====== Dataset content ======
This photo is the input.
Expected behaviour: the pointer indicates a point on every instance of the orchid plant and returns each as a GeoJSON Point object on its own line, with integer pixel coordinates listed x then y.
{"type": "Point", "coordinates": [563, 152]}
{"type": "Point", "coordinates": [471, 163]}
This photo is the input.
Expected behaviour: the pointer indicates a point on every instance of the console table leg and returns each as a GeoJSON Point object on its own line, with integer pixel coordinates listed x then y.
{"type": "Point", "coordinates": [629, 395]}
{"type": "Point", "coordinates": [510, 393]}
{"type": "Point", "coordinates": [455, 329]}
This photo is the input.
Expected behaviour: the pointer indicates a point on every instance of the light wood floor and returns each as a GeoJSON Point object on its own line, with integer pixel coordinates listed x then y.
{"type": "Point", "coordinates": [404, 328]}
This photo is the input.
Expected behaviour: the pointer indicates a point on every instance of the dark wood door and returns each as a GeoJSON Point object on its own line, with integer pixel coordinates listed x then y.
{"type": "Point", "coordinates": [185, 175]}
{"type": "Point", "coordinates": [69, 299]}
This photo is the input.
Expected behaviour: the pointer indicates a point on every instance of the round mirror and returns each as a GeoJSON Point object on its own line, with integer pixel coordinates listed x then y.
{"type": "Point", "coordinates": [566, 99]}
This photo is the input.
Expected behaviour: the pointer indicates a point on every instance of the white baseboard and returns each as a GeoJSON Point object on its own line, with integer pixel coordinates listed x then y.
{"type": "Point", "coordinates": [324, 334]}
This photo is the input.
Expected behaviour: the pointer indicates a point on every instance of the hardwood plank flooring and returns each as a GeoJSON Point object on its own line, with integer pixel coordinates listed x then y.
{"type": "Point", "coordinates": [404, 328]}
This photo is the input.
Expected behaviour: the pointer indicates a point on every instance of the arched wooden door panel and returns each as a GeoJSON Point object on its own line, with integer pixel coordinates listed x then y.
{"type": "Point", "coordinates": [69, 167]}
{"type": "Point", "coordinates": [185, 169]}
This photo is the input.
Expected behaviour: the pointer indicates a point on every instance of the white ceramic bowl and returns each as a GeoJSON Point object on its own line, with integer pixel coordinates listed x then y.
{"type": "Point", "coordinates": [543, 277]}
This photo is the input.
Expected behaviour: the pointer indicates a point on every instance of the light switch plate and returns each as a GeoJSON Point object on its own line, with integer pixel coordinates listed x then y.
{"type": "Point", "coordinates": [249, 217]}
======
**Exercise objective**
Output the data once more, exactly as given.

**Reply to the exercise**
This photo is the input.
Expected behaviour: the pointer indicates a point on every instance of the orchid plant and returns each as a GeoJSON Point object on its own line, with integer pixel coordinates listed x then y.
{"type": "Point", "coordinates": [563, 152]}
{"type": "Point", "coordinates": [471, 163]}
This photo is the input.
Expected behaviour: the pointer indicates a point on every instance of the console table leg and returns each as a GeoJSON Point object on its own line, with integer pixel coordinates listed x then y.
{"type": "Point", "coordinates": [629, 395]}
{"type": "Point", "coordinates": [510, 393]}
{"type": "Point", "coordinates": [455, 329]}
This photo is the input.
Expected behaviour: the pointer indicates a point on every instance of the light wood floor and returns each as a GeoJSON Point object on its own line, with integer pixel coordinates listed x then y.
{"type": "Point", "coordinates": [404, 328]}
This photo is the input.
Expected behaviour: the pointer indicates a point on every instance of the dark wood door and returns each as a GeoJSON Point object on its own line, with integer pixel coordinates listed x then y.
{"type": "Point", "coordinates": [185, 175]}
{"type": "Point", "coordinates": [69, 299]}
This photo is the input.
Expected behaviour: the pointer indicates a point on every instance of the round mirror and returns each as a GeoJSON Point object on its own line, with integer pixel coordinates listed x then y.
{"type": "Point", "coordinates": [566, 99]}
This photo is the input.
Expected behaviour: the pointer indicates a point on every instance of the white baseboard and returns each as a GeoJSON Point object on its own line, with integer pixel coordinates listed x then y.
{"type": "Point", "coordinates": [324, 334]}
This photo is the input.
Expected behaviour: the pointer indicates a point on every instance of the hardwood plank flooring and returns each as a GeoJSON Point object on its own line, with integer pixel coordinates listed x then y.
{"type": "Point", "coordinates": [404, 328]}
This photo is the input.
Expected behaviour: the pointer indicates a point on every instance of the arched wooden door panel and returns each as a GeoJSON Point object on its own line, with integer pixel coordinates listed x then y.
{"type": "Point", "coordinates": [69, 167]}
{"type": "Point", "coordinates": [185, 169]}
This photo is the input.
Expected behaviour: the pointer indicates a point on every instance of the white ceramic bowl and returns each as a GeoJSON Point object on its own line, with integer pixel coordinates listed x then y.
{"type": "Point", "coordinates": [543, 277]}
This photo is the input.
Expected behaviour: the pointer indicates a point on every instance of the light switch plate and returns each as a GeoJSON Point object on its own line, with integer pixel coordinates listed x then y.
{"type": "Point", "coordinates": [249, 217]}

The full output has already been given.